• RECORDS TO PROCESS:
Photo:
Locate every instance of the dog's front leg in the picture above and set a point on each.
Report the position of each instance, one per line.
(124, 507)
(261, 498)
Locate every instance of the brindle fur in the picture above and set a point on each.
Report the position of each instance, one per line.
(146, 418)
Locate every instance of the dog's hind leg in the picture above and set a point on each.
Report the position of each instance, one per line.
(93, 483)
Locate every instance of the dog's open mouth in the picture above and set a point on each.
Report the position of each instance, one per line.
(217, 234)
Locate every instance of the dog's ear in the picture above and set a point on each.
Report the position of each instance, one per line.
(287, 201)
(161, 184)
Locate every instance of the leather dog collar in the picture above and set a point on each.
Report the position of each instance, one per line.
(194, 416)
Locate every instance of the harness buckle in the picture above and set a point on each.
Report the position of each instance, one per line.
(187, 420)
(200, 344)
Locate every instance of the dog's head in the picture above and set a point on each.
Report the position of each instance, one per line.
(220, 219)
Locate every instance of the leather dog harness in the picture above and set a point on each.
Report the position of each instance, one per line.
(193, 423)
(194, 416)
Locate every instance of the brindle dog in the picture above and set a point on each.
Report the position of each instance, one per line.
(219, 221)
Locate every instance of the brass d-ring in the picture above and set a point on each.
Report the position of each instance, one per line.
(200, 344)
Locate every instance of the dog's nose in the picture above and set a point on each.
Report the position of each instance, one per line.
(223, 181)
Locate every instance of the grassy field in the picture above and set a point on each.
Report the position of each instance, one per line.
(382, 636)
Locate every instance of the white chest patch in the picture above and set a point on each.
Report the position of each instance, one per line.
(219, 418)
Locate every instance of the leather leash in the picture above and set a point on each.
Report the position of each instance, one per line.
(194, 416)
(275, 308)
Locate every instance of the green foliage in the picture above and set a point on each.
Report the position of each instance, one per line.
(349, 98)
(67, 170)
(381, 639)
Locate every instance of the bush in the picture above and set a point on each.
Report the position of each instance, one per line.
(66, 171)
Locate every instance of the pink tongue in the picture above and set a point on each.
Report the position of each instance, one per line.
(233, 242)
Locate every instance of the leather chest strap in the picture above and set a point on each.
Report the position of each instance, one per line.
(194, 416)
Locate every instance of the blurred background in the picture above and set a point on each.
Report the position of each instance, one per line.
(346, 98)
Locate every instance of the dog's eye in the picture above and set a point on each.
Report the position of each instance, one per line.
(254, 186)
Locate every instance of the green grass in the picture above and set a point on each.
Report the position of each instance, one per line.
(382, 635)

• TO BE DONE:
Please copy the items again, requests included, starting with the line that contains "Locate every instance of the leather dog harness" and going on through the last line of the items. Multiply every point coordinate in the answers by 0.4 and round each result to a whole number, with halves rounding up.

• FULL ANSWER:
Locate every instance of the leather dog harness in the picture above and set a point on each.
Report the position of each instance, one per line.
(77, 169)
(78, 166)
Locate every instance of the brindle dog in the picture above and set a point on each.
Report the position of each instance, one per line.
(88, 88)
Locate every instance of the brass d-ring in the picture above and set a point on each.
Report the position of each instance, one per line.
(80, 138)
Locate every instance of the dog's nose in the picture above and set a point on each.
Report the position of each instance, one per line.
(89, 72)
Locate every instance of the grassy field in the picture above and set a point on each.
Report the position of each instance, one per line.
(153, 254)
Locate every instance of the white chest patch in the picture above and set a point on each.
Report the position of each instance, one per line.
(88, 167)
Locate every instance of the leather leash in the picture above and set a point on each.
Report the position of each instance, one per line.
(78, 166)
(110, 123)
Locate every instance of the green foliage in the picture above and set a point on each.
Report the position of each instance, one per line.
(140, 39)
(27, 68)
(152, 256)
Locate every instance of the bush in the picture above and set a point on each.
Report the position of each instance, one per line.
(26, 68)
Locate every instance of the pink tongue in the picture above and set a point on each.
Report the position of each instance, one per line.
(93, 97)
Locate every instance of the leather chest strap in the picture above and set a point on each.
Report the position of each instance, one per line.
(78, 166)
Locate every instance of the blurred background in the picture above and set a point on each.
Report the position of each instance, one per line.
(138, 39)
Locate every instance of the dog's eye in the picture above and set a point on each.
Report the position of each instance, one per line.
(102, 74)
Locate every instance of the green grass in the picture above and set a point on each.
Report the position of each instance, one per line.
(153, 254)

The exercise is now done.